- _Problem details_
Copy every line of the listing below word for word.

━━━━━━━━━━━━━━━━━━━━

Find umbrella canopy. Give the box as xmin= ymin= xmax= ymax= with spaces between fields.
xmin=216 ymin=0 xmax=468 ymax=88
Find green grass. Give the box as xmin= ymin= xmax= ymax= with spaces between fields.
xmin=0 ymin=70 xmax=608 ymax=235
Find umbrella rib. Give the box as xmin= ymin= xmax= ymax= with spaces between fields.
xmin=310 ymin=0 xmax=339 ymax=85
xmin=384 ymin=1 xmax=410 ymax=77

━━━━━━━━━━━━━━━━━━━━

- _Correct output_
Find umbrella canopy. Give the box as xmin= ymin= xmax= ymax= with spaces between fields.
xmin=216 ymin=0 xmax=468 ymax=88
Find green grass. Give the box as xmin= ymin= xmax= ymax= with spaces between fields.
xmin=0 ymin=70 xmax=608 ymax=235
Find umbrella rib. Give the box as xmin= ymin= xmax= ymax= with spaces between fields.
xmin=310 ymin=0 xmax=339 ymax=85
xmin=384 ymin=1 xmax=410 ymax=77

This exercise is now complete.